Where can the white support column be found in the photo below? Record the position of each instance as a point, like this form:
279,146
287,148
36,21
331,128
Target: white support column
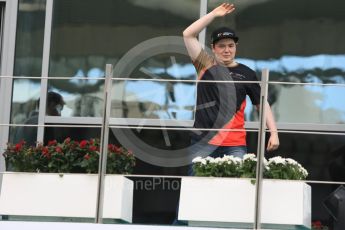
45,69
7,63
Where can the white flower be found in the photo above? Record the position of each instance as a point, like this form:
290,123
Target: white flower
249,156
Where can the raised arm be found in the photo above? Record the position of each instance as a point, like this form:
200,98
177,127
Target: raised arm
191,33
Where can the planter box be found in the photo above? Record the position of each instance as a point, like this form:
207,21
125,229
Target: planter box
230,202
64,195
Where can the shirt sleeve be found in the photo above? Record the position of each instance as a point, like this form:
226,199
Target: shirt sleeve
254,90
203,62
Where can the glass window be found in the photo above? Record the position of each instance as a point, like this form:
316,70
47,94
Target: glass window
85,39
28,62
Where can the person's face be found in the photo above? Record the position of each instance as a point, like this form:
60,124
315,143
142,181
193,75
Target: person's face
225,51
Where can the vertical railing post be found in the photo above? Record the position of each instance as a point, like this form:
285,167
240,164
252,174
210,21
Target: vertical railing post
104,143
261,148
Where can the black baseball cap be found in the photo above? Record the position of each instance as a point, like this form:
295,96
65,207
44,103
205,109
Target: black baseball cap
223,32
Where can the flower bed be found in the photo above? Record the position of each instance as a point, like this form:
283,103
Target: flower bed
67,157
229,166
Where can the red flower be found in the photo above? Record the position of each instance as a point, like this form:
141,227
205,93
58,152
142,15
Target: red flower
50,143
93,148
83,143
58,149
45,152
117,149
67,140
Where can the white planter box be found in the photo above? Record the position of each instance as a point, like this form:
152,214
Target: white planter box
230,202
64,195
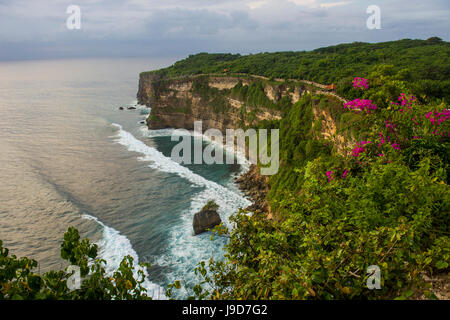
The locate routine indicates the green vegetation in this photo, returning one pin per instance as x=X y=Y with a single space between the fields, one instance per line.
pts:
x=386 y=203
x=19 y=280
x=337 y=215
x=423 y=64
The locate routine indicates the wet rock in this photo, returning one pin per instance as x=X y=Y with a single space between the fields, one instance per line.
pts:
x=207 y=218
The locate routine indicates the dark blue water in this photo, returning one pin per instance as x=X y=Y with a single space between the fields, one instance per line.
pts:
x=70 y=157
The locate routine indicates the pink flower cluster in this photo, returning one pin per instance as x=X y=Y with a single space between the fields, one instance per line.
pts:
x=360 y=83
x=329 y=175
x=345 y=174
x=360 y=148
x=396 y=146
x=361 y=104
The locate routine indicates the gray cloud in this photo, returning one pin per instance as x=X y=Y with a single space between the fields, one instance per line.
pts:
x=36 y=29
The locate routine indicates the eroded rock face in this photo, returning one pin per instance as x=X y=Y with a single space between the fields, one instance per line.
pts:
x=256 y=187
x=207 y=218
x=175 y=104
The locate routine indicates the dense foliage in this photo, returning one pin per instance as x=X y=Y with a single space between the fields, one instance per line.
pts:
x=386 y=204
x=20 y=281
x=423 y=64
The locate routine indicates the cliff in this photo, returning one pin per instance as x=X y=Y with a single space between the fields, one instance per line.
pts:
x=178 y=102
x=239 y=101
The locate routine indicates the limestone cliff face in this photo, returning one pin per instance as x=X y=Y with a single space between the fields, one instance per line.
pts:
x=176 y=103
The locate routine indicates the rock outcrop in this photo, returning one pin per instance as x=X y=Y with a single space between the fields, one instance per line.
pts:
x=207 y=218
x=256 y=187
x=176 y=103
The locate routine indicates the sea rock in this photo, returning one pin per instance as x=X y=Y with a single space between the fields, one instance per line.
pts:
x=207 y=218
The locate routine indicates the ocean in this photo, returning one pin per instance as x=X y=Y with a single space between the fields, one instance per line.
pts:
x=70 y=157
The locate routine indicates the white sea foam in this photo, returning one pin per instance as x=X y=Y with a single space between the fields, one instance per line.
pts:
x=114 y=247
x=185 y=250
x=219 y=144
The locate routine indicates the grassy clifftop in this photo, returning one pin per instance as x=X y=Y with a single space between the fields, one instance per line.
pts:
x=421 y=65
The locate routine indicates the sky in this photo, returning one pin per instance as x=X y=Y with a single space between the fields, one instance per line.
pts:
x=37 y=29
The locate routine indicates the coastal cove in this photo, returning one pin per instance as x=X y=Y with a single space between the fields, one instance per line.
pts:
x=77 y=160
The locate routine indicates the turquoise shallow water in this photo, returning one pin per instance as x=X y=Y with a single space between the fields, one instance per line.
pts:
x=70 y=157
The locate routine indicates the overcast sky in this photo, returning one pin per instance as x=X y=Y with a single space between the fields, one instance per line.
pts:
x=36 y=29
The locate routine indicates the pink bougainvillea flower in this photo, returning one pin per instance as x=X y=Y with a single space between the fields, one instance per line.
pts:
x=329 y=175
x=344 y=175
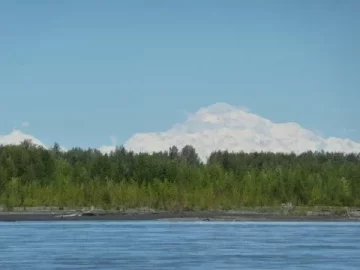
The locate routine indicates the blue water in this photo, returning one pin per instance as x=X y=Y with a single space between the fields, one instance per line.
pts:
x=179 y=245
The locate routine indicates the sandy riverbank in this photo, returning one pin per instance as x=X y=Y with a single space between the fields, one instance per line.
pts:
x=141 y=214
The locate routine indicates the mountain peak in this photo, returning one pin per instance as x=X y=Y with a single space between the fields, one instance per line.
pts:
x=224 y=127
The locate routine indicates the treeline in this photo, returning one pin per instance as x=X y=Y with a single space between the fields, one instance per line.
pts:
x=175 y=179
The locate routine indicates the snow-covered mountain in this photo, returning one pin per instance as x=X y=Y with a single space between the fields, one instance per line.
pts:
x=224 y=127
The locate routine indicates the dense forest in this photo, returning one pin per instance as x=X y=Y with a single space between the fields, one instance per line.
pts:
x=175 y=179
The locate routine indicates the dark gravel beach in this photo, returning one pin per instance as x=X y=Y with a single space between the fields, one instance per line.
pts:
x=169 y=216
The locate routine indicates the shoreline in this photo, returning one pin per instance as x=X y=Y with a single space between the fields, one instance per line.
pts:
x=140 y=215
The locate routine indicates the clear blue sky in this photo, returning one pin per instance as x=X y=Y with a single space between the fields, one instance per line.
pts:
x=81 y=71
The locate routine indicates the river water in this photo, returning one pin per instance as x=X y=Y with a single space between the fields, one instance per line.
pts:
x=179 y=245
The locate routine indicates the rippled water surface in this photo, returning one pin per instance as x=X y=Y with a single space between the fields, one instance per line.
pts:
x=179 y=245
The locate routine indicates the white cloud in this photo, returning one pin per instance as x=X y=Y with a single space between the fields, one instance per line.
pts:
x=224 y=127
x=16 y=137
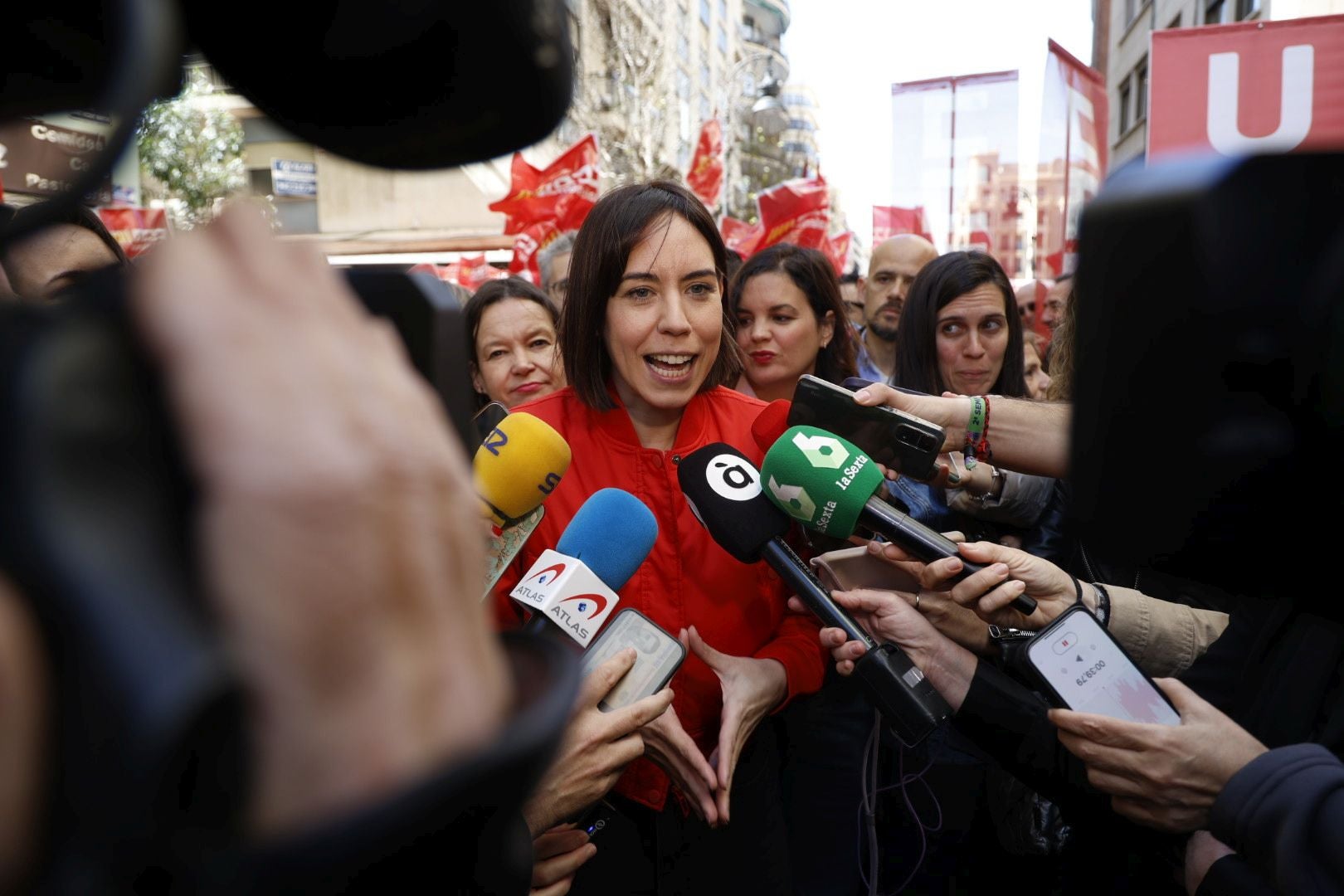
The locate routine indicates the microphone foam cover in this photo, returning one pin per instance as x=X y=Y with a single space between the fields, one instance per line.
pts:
x=723 y=488
x=518 y=465
x=821 y=479
x=611 y=533
x=772 y=422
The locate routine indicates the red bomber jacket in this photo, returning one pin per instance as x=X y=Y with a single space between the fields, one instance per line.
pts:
x=687 y=579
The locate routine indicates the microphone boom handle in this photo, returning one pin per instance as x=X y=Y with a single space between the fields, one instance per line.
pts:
x=926 y=544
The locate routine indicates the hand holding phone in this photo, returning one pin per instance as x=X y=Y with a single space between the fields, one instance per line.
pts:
x=1083 y=668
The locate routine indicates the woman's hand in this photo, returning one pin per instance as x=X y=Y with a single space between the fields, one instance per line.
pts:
x=1166 y=777
x=752 y=688
x=667 y=743
x=597 y=746
x=1008 y=574
x=890 y=617
x=557 y=856
x=344 y=567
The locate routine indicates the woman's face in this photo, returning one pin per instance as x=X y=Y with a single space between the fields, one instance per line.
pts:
x=665 y=320
x=972 y=336
x=515 y=353
x=1038 y=381
x=778 y=331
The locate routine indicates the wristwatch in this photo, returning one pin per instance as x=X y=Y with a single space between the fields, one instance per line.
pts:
x=996 y=488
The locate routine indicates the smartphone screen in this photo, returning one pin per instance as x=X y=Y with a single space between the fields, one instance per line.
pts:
x=899 y=441
x=659 y=655
x=1088 y=670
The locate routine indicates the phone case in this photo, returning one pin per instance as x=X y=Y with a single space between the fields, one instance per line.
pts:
x=852 y=568
x=659 y=657
x=1045 y=649
x=899 y=441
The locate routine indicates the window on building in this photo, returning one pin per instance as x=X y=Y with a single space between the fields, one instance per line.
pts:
x=1142 y=90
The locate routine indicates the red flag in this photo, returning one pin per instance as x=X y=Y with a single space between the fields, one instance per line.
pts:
x=1248 y=89
x=889 y=221
x=706 y=175
x=838 y=250
x=527 y=243
x=741 y=236
x=134 y=229
x=535 y=193
x=475 y=271
x=796 y=212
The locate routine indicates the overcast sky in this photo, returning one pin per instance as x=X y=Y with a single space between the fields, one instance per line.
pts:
x=851 y=51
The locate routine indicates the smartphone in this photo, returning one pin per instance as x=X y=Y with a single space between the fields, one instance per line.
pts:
x=899 y=441
x=852 y=568
x=659 y=655
x=1085 y=668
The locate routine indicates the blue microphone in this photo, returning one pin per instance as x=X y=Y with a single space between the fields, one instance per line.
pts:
x=574 y=586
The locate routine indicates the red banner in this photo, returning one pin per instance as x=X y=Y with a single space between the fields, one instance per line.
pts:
x=474 y=271
x=838 y=250
x=741 y=236
x=527 y=243
x=796 y=212
x=1255 y=88
x=134 y=229
x=535 y=192
x=706 y=175
x=889 y=221
x=1073 y=156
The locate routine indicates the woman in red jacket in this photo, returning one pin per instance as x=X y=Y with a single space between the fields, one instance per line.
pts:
x=648 y=351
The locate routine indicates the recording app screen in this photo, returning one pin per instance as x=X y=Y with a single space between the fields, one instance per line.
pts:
x=1092 y=674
***
> Given problem:
Please retype the stretch of records from the line containing "The locate routine indicates the cliff" through the line containing "x=219 y=144", both included, keeping every line exactly as it stands.

> Finished task:
The locate routine indicates the cliff in this photo, returning one pin per instance as x=X y=Y with a single space between the fields, one instance per line.
pts:
x=178 y=102
x=239 y=101
The locate routine indicates the limestone cliff face in this photo, returning one pin per instance as x=X y=Y with a single space between the fields, one instance per line.
pts:
x=176 y=103
The locate routine indicates the rock outcrop in this photo, returning one pin per instance as x=X y=Y with a single space between the fields, one instance per line.
pts:
x=207 y=218
x=256 y=187
x=176 y=103
The locate routine indicates the sea rock in this photo, returning one pin per instance as x=X y=Y with a single space between the fields, one instance per line.
pts:
x=207 y=218
The locate routine indicates the ocean in this photo, returning one pin per instance as x=X y=Y with a single space between the fields, one instance per line.
pts:
x=70 y=157
The locate routine indicates the white sea foam in this photo, returning one pin per instance as x=X y=Y with a single space between the fields, one instance per line.
pts:
x=114 y=247
x=185 y=250
x=219 y=144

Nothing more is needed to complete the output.